### [Supplied data]
----
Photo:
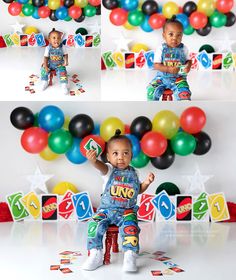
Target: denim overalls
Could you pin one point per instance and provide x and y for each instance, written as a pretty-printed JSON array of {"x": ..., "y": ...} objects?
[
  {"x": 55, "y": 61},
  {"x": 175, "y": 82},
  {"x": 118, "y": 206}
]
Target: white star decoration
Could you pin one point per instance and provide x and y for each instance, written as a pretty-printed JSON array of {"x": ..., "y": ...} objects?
----
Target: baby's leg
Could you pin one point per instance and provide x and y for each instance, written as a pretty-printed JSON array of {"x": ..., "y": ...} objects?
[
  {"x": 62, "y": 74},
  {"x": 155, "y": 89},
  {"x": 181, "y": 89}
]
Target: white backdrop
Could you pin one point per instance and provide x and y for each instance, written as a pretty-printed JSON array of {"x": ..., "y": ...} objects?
----
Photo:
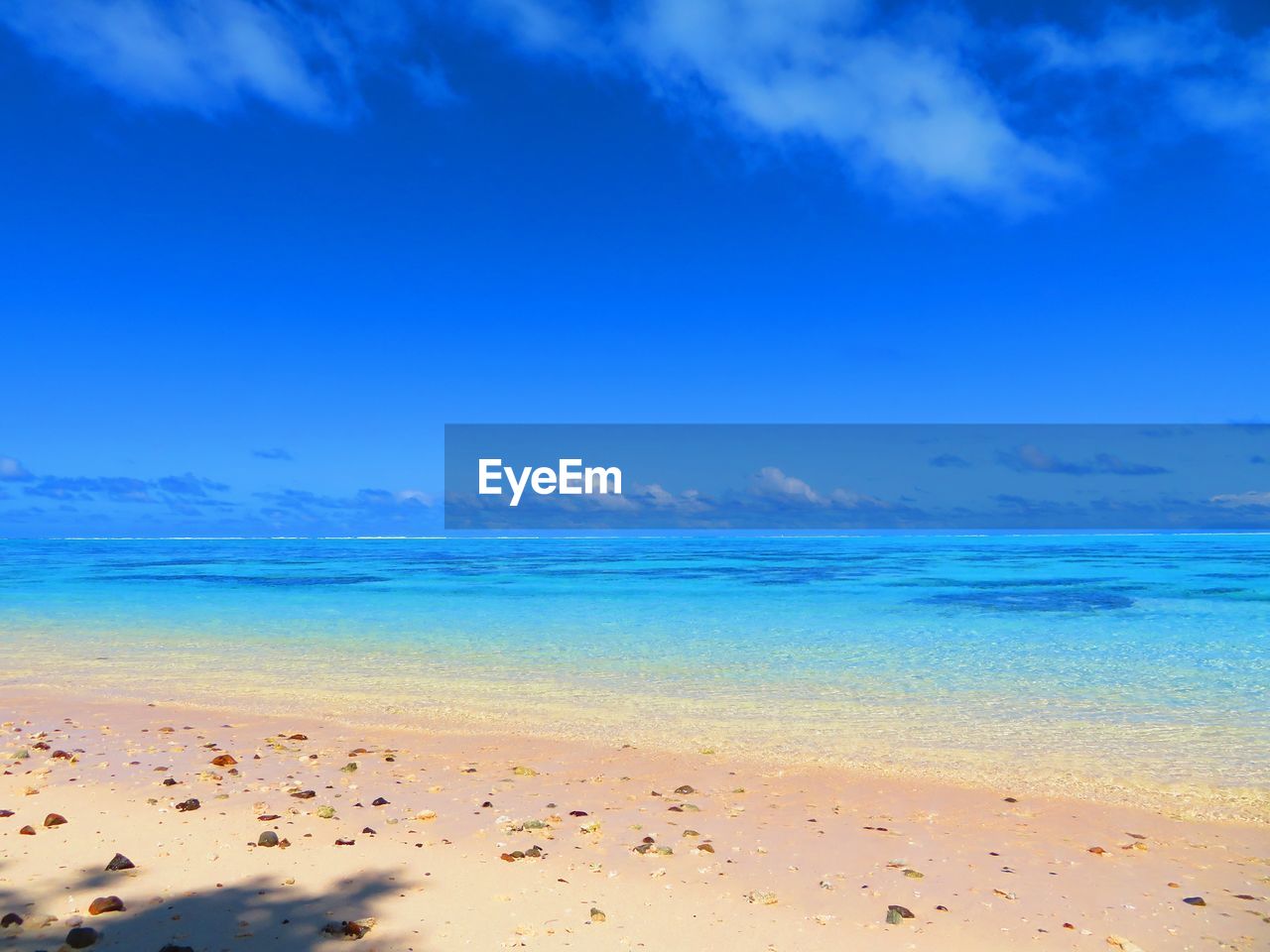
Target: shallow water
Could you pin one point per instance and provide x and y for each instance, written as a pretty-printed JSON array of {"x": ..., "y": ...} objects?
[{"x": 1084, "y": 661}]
----
Please list every line in the material above that contains the word "white", copying each line in full.

### [Response below]
Target: white star decoration
Target: white backdrop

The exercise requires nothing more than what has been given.